Task objective
Return the stretch of lines below from the very first line through the line containing "pixel 352 242", both included, copying each one verbatim.

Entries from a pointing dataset
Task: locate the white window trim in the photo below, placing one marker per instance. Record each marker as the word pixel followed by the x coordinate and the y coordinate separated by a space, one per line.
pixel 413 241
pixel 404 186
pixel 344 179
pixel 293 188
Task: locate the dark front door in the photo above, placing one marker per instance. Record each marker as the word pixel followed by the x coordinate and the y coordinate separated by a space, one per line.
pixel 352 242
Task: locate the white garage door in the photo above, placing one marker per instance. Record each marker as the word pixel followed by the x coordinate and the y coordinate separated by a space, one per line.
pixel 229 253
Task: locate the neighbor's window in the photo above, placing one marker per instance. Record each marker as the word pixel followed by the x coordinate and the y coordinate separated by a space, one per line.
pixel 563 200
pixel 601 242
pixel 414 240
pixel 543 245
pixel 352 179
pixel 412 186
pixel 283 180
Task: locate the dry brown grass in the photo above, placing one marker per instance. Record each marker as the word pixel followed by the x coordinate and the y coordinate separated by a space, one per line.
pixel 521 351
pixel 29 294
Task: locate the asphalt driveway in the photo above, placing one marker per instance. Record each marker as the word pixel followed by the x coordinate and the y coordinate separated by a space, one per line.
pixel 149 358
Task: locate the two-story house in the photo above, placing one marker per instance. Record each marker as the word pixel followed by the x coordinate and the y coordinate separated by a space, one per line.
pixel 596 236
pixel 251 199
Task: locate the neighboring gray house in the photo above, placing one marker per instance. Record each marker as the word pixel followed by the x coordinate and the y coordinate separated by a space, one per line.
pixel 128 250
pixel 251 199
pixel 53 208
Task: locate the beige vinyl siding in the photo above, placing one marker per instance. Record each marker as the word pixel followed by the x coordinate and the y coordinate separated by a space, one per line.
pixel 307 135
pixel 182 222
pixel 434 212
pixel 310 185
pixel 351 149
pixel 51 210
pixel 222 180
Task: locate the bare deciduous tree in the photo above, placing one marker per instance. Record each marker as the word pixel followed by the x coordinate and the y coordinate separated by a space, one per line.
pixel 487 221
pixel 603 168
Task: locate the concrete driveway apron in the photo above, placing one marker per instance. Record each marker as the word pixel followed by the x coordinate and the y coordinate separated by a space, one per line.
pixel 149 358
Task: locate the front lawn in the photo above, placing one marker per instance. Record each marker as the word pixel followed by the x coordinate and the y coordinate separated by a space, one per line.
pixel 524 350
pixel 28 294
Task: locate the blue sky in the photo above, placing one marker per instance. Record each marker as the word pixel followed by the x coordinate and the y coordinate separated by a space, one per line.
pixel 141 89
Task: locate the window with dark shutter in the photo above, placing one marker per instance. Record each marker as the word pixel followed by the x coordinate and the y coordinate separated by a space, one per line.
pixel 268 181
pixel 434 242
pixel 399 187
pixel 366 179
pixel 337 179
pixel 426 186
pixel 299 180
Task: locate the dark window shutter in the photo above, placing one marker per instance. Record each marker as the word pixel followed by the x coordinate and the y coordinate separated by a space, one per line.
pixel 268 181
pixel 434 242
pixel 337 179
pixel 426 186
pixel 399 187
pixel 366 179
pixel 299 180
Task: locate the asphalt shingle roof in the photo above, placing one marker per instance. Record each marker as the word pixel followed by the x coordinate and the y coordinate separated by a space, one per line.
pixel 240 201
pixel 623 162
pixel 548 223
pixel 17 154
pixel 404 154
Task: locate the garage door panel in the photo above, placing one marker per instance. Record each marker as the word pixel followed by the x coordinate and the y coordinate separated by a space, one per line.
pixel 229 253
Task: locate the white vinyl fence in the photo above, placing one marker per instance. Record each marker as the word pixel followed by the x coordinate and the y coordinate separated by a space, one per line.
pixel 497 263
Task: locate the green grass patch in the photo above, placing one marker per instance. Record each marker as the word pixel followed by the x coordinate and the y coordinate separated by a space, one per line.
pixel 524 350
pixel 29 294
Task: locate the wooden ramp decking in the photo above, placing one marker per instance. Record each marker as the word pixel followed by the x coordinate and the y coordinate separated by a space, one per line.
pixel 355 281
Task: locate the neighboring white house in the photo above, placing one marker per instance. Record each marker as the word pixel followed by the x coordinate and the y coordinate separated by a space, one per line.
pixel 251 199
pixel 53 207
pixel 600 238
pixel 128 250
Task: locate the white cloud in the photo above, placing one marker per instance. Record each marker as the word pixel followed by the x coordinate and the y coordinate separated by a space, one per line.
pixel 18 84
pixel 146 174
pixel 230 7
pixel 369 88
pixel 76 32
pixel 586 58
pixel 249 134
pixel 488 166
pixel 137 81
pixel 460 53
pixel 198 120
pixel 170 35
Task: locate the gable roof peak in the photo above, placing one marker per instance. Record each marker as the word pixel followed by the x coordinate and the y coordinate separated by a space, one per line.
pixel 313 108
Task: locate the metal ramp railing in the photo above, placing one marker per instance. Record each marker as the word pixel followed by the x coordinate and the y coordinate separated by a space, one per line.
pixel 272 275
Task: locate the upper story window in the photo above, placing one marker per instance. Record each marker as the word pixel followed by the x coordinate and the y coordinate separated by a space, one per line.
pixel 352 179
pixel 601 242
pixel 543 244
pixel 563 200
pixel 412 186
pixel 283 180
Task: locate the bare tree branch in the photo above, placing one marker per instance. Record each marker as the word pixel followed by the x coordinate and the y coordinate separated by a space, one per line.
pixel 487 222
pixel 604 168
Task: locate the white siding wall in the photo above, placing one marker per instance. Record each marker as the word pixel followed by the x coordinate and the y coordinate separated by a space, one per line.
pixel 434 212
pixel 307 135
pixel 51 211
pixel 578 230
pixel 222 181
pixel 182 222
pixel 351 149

Full solution
Task: locate the white window trim in the photo below, placing one marker per instance. Record each marker as the word pixel followed by the x coordinate and the y coordinate separated by a space, one per line.
pixel 413 241
pixel 404 186
pixel 344 179
pixel 293 188
Task: locate the dark front door in the photo above, placing one marker per instance. Record each marker as the word pixel followed by the x coordinate and the y coordinate separated by a space, one per line.
pixel 352 242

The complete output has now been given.